Aim :: What follows is a block of records; restate each one word for word.

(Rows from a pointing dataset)

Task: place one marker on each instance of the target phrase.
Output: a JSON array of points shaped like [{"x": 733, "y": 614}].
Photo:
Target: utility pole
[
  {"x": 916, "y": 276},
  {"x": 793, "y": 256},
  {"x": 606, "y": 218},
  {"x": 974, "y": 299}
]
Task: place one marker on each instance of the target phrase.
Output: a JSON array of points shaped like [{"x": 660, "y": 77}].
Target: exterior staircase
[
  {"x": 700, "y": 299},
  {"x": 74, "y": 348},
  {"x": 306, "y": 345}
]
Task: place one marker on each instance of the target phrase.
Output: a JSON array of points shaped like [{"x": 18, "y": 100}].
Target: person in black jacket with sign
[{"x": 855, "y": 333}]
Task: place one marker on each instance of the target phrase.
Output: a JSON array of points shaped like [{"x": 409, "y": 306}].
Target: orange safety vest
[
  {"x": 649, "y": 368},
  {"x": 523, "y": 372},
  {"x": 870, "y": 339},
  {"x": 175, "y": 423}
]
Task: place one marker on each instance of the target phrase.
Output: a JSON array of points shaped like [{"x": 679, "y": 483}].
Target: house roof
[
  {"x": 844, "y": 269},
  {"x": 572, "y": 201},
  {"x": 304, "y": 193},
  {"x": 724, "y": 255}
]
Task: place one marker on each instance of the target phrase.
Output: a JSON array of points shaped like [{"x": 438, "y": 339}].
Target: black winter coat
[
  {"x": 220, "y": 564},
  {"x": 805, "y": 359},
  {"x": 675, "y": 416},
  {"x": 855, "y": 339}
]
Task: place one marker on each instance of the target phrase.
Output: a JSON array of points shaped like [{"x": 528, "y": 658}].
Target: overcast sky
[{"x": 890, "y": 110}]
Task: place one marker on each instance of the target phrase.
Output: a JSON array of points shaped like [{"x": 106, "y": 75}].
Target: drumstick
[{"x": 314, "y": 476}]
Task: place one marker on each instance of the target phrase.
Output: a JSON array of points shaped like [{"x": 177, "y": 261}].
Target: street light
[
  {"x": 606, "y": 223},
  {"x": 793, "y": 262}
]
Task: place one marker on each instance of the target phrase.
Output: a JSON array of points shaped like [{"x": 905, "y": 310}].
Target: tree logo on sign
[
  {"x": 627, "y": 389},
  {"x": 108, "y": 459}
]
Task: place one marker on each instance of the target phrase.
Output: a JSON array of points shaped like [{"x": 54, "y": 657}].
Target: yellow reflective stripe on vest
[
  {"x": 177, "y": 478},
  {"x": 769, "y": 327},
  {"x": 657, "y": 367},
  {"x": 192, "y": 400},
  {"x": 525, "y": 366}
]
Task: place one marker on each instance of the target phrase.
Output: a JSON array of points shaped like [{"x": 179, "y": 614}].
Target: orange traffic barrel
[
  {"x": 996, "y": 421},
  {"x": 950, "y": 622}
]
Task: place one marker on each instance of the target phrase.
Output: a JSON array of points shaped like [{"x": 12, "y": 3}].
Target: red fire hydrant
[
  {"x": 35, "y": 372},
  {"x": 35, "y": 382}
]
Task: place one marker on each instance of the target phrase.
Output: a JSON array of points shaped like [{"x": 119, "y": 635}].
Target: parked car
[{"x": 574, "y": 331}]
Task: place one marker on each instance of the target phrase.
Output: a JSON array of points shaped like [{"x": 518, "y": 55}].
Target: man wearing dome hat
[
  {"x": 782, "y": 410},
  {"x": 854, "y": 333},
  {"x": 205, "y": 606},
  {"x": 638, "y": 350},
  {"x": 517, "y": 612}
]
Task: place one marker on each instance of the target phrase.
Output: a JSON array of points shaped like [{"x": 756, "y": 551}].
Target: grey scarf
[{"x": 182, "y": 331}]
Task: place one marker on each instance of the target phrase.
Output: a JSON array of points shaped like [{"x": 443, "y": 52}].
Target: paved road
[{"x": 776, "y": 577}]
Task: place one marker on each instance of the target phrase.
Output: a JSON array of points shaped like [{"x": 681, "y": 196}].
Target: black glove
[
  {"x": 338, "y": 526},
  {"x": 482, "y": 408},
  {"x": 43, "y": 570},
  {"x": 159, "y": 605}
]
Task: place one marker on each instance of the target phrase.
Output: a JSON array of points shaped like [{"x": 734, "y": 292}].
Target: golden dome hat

Exercise result ::
Task: place one marker on each instance of the target phrase.
Output: a JSON array of points shaped like [{"x": 733, "y": 614}].
Photo:
Target: utility pole
[
  {"x": 916, "y": 276},
  {"x": 793, "y": 256},
  {"x": 606, "y": 218},
  {"x": 974, "y": 299}
]
Task: place one marker on each instance of the target phrase.
Output: a JSON array of points shaped like [{"x": 660, "y": 77}].
Target: exterior staircase
[
  {"x": 700, "y": 299},
  {"x": 74, "y": 348},
  {"x": 306, "y": 345}
]
Task: place one marker on each instance of the target phrase.
Output: a JSON array of points shaped like [{"x": 18, "y": 100}].
Target: person in black jacket with sign
[{"x": 855, "y": 333}]
Task: place one marker on each instance of the target phrase.
Output: a JSON array of points shaped like [{"x": 409, "y": 306}].
Target: orange safety vest
[
  {"x": 649, "y": 368},
  {"x": 523, "y": 372},
  {"x": 870, "y": 339},
  {"x": 175, "y": 423}
]
Task: place one marker on each instance of the target phrase.
Output: a JSON array of points shaped like [{"x": 679, "y": 483}].
Target: house roof
[
  {"x": 844, "y": 269},
  {"x": 572, "y": 201},
  {"x": 304, "y": 193},
  {"x": 724, "y": 255}
]
Task: place one marker on each instance of the target phrase.
Output: a JSON array of points shaped like [{"x": 438, "y": 339}].
Target: black winter coat
[
  {"x": 220, "y": 564},
  {"x": 805, "y": 359},
  {"x": 675, "y": 416},
  {"x": 855, "y": 339}
]
Task: place one marker on each instance of the target phrase.
Output: a JSON array of points shaped like [{"x": 528, "y": 658}].
Target: overcast sky
[{"x": 890, "y": 110}]
Task: place one marker on each instance of the target phrase.
Output: a JSON array of points shaped like [{"x": 106, "y": 75}].
Target: drumstick
[{"x": 314, "y": 476}]
Task: place one marker on each instance of the target phrase.
Output: a JSON array of points shaped like [{"x": 177, "y": 261}].
Target: street light
[
  {"x": 606, "y": 223},
  {"x": 793, "y": 262}
]
Task: place one marker on each instance of the target phrase.
Output: a JSON array of points shaped like [{"x": 905, "y": 310}].
Target: tree logo on sign
[
  {"x": 627, "y": 389},
  {"x": 108, "y": 459}
]
Task: place one marker on each instance of the target phrase.
Output: a JSON array of points shaped like [{"x": 54, "y": 657}].
Target: yellow reflective stripe on vest
[
  {"x": 177, "y": 478},
  {"x": 769, "y": 327},
  {"x": 657, "y": 367},
  {"x": 192, "y": 400},
  {"x": 525, "y": 366}
]
Task: place one marker on each instance of the target phrase.
Output: a JSON array of points shaped like [{"x": 179, "y": 614}].
Target: orange traffic barrel
[
  {"x": 996, "y": 421},
  {"x": 950, "y": 622}
]
Task: place one marker on each instance of the target phrase.
Output: a JSON array of points shaped like [{"x": 12, "y": 3}].
Target: red fire hydrant
[
  {"x": 35, "y": 372},
  {"x": 35, "y": 382}
]
Task: place one marker on each instance of the target phrase.
Output: a JSON array of points shaped like [{"x": 119, "y": 635}].
Target: parked car
[{"x": 574, "y": 331}]
Task: place one marker on each instance of the target phrase.
Output: a JSON array of points shaped like [{"x": 518, "y": 55}].
Target: man wearing dome hat
[
  {"x": 782, "y": 410},
  {"x": 854, "y": 333},
  {"x": 205, "y": 606},
  {"x": 638, "y": 350},
  {"x": 517, "y": 612}
]
Task: place one marker on each instance of the target phrase.
Output: a JSON array of points shaped like [{"x": 756, "y": 551}].
Target: grey scarf
[{"x": 182, "y": 331}]
Task: place one marker on each instance of the target phrase.
Output: a JSON array of points shaped like [{"x": 443, "y": 52}].
Target: paved road
[{"x": 776, "y": 577}]
Task: place one marker on each instance of the target phrase.
Output: a JSON array of points shaped like [{"x": 681, "y": 196}].
Target: black glove
[
  {"x": 338, "y": 526},
  {"x": 482, "y": 408},
  {"x": 43, "y": 570},
  {"x": 159, "y": 605}
]
Task: place one marker on each instance of the target phrase.
Output: a JSON array of points shaped like [{"x": 734, "y": 292}].
Target: golden dome hat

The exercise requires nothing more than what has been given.